| Task description |
What follows is a set of records. Retype them exactly, leaving out the pictures.

::: Provided entries :::

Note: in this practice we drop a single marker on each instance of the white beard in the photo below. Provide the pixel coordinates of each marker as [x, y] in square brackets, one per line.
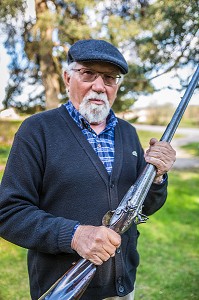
[92, 112]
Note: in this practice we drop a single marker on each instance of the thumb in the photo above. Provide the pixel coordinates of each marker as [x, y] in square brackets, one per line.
[153, 141]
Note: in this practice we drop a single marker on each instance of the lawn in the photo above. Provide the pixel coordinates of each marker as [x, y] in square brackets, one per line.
[168, 245]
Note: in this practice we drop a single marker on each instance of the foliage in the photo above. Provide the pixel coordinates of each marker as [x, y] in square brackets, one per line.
[153, 35]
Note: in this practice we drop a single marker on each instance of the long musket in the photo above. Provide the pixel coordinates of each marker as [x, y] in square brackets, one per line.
[74, 282]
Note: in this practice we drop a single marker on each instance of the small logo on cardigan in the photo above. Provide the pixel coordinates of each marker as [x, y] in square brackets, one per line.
[134, 153]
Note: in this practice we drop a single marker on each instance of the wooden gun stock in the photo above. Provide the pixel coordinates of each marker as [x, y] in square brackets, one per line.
[74, 282]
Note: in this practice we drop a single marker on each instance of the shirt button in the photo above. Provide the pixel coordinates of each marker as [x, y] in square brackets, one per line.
[112, 185]
[118, 250]
[121, 289]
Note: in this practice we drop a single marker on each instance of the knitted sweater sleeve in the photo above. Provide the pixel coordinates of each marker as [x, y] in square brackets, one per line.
[22, 221]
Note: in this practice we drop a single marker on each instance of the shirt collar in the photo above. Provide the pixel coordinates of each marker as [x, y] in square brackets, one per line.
[83, 123]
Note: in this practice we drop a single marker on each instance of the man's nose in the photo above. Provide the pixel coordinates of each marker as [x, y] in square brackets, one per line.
[98, 85]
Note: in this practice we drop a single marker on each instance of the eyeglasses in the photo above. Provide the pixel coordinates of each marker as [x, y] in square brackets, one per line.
[88, 75]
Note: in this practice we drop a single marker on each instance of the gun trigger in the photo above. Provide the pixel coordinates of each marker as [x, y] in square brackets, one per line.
[107, 217]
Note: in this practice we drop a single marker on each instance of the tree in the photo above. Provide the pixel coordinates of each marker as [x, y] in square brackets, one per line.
[155, 37]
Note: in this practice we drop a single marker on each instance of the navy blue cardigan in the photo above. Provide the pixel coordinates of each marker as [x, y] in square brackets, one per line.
[52, 181]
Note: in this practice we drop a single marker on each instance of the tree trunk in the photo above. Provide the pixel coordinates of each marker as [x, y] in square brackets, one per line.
[50, 76]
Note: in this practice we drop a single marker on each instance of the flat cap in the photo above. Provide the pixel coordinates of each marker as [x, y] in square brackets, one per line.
[96, 50]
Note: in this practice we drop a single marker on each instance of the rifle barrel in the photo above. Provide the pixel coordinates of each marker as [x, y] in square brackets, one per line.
[74, 282]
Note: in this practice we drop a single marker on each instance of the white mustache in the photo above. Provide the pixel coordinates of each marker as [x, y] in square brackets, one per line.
[94, 95]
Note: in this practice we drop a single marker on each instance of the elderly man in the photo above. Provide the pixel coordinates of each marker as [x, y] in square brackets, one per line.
[68, 167]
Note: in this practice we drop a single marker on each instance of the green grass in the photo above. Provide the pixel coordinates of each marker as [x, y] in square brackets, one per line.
[192, 148]
[168, 245]
[7, 131]
[13, 275]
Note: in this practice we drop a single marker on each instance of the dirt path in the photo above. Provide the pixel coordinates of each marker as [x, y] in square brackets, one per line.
[184, 160]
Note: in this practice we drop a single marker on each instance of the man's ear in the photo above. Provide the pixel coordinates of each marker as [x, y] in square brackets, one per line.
[66, 79]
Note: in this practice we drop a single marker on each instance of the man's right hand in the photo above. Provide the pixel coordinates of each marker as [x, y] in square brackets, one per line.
[95, 243]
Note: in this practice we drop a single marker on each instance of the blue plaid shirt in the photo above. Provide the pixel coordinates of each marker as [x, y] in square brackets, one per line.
[103, 143]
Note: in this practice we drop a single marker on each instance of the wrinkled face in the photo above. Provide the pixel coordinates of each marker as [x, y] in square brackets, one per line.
[92, 99]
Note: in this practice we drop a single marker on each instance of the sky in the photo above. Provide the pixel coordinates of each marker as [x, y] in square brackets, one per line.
[164, 95]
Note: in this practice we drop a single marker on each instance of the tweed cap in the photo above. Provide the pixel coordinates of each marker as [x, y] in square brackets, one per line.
[97, 50]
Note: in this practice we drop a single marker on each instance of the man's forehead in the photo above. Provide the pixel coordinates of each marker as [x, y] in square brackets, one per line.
[99, 66]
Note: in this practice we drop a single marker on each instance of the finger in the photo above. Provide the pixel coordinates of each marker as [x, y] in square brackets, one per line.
[96, 260]
[109, 248]
[114, 238]
[153, 141]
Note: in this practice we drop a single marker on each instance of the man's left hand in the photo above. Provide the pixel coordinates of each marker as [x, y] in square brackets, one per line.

:::

| Result |
Note: in this practice we drop a single marker on each instance of the white beard in the photo below. Provide the pixel coordinates of each marker as [x, y] in square brackets, one per line.
[92, 112]
Note: in this practice we drop a single marker on each instance of the thumb in the photo above. Provide the pixel coordinates of each marker as [x, y] in square brackets, one per line.
[153, 141]
Note: in this practice we drop a single marker on each instance of the lawn in the photo above. Provide the pixel coordinates of each marker as [x, y] in square brackets, one per line.
[168, 245]
Note: in this practice we drop a single marker on each instance of the foliage in the photo above. Provide the pixel coordinates of each marker as [x, y] in square brackets, one per line.
[153, 35]
Note: in this practice we drop a single marker on each instance of the long musket in the photo above. Provide the pixel coordinates of each marker as [x, y] in square brackets, one per line.
[74, 282]
Note: in this practice we drop a single marker on each instance of the small logo on cardigan in the photo above. Provide the pixel coordinates of each marker as [x, y] in square brackets, one per line.
[134, 153]
Note: in this practice we drop a single marker on each instance of the wooden gun stock in the photo above. Provide the pixel coordinates of each marker as [x, y] in square brackets, one per line.
[74, 282]
Note: in this practice we drop a single marker on each instance of the shirt button in the photo above. Provide the pixel coordinates of each marker as [x, y] in square brackets, one per line.
[112, 185]
[118, 250]
[121, 289]
Note: in this practice we drop a single marker on each instance of the knitted sweater sleeve in the photo above. Provide the pixel coordinates of each marker as [x, y] in square brackets, one per line.
[22, 221]
Note: in this practice we drop a single marker on each instance of the shirt collar in the photo above. Provide the pixel coordinates of each marker as [x, y] in square brackets, one per line.
[83, 123]
Note: in this practice we drop a single marker on each instance of the man's nose in the photo above. Provide the pixel coordinates of each marker as [x, y] in square brackets, one per line.
[98, 85]
Note: in this practice we drop a single marker on each instance of the eyeglasses in the photo above. Provide the pixel coordinates of each marker as [x, y] in square brackets, one per line.
[88, 75]
Note: in this practice we drop a single marker on each instance of the gun trigger in the photo above. Provide the pixel coordinates of each marker as [x, y] in square brackets, one per line.
[107, 217]
Note: in this practice we drop a single marker on each instance of the tree in the photo above. Provide the pixel coordinates of each marker as [x, y] in square brackets, one per line.
[155, 37]
Note: in this practice we drop a single marker on each instance of the navy blue cardigan in the photo above. Provide the pixel coordinates of each marker as [x, y] in square brackets, one per line.
[52, 181]
Note: in this practice we drop a single marker on each instance of the tree trunk in the photo above. Provide the pixel coordinates of each marker as [x, y] in square brackets, one per line.
[50, 76]
Note: in this practice we drop a single marker on each instance of the flat cap in the photo above. Provide the pixel coordinates of each marker as [x, y] in square brackets, one per line.
[96, 50]
Note: in this practice we drop a single marker on each instance of the rifle barrel in the photo above. Provide the pixel coordinates of each marker as [x, y] in square brackets, one per line.
[74, 282]
Note: in this practice we drop a single marker on each instance of the white mustache in the photo above. Provide the pixel coordinates of each marker as [x, y] in square brackets, one per line.
[94, 95]
Note: in this practice we drop a single marker on each instance of the elderly man in the photo above. Provide the pixel coordinates of each marker as [x, y] in square brackets, one per line.
[68, 167]
Note: in this practice we drop a single marker on each instance of the green grass in the photo above. Provide the pixel coordinates of each marker as [x, y] in square brackets, one per line.
[192, 148]
[168, 245]
[7, 131]
[13, 275]
Note: in this practice we drop a single marker on each instance of the dirt path in the photo above. Provide the pixel coordinates of each marker as [x, y] in square brackets, one per line.
[184, 160]
Note: in this practice we drop a single marker on each instance of the man's ear in the photo above. Provide the pixel coordinates of each marker as [x, y] in square brackets, one per line.
[66, 79]
Note: in this practice we drop a single marker on each instance of the man's right hand in the photo above. Provide the pixel coordinates of each marker as [x, y] in square brackets, one per line.
[95, 243]
Note: in this practice we drop a single marker on each instance of the blue plaid shirt in the photo above. Provide the pixel coordinates of each marker as [x, y] in square brackets, one per line.
[103, 143]
Note: in this practice we drop a single marker on each instance of the wrinkled face in the photo above. Provide the pixel coordinates of each marker as [x, y] in square brackets, one per line.
[92, 99]
Note: in this practice we drop a single marker on each instance of the sky in the photo above. Provide the pixel coordinates of each marker as [x, y] in square brackets, one per line.
[164, 95]
Note: in this practice we drop a single marker on each instance of the tweed cap in the photo above. Provide the pixel coordinates of each marker as [x, y] in square brackets, one per line.
[97, 50]
Note: in this practice we drop a single marker on each instance of the man's forehead in the photo above. Provide the pixel coordinates of each marker as [x, y] in square brackets, one per line.
[99, 66]
Note: in this practice we drop a single marker on each instance of the finger in the photo above. Provide the pixel coordinates of each marker as [x, y] in square brackets, one per line.
[96, 260]
[109, 248]
[114, 238]
[153, 141]
Note: in this practice we drop a single marker on each instance of the man's left hand in the photo above. Provide the pixel coordinates of each marker as [x, y] in square brackets, one per line.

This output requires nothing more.